YOUR GOAL
Pictures stay out. All the rest of the records must be repeated exactly.

INFORMATION GIVEN
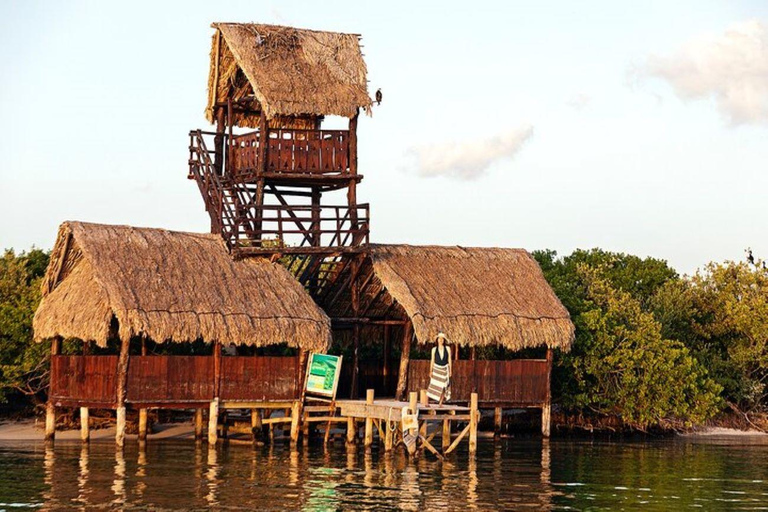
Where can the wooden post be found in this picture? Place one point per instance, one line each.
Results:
(213, 422)
(198, 424)
(218, 141)
(142, 424)
(295, 422)
(412, 404)
(385, 375)
(447, 433)
(143, 411)
(424, 401)
(122, 390)
(50, 408)
(85, 433)
(351, 430)
(546, 410)
(256, 424)
(368, 420)
(475, 415)
(263, 156)
(352, 190)
(355, 296)
(405, 356)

TASK ANSWER
Where can the wooden post be found in this picture? Place one point per instance, one line each.
Results:
(213, 422)
(198, 424)
(218, 141)
(142, 424)
(295, 422)
(412, 404)
(385, 375)
(447, 433)
(143, 411)
(424, 401)
(122, 390)
(50, 408)
(85, 433)
(351, 430)
(546, 410)
(256, 424)
(368, 420)
(475, 415)
(263, 156)
(352, 190)
(355, 296)
(405, 356)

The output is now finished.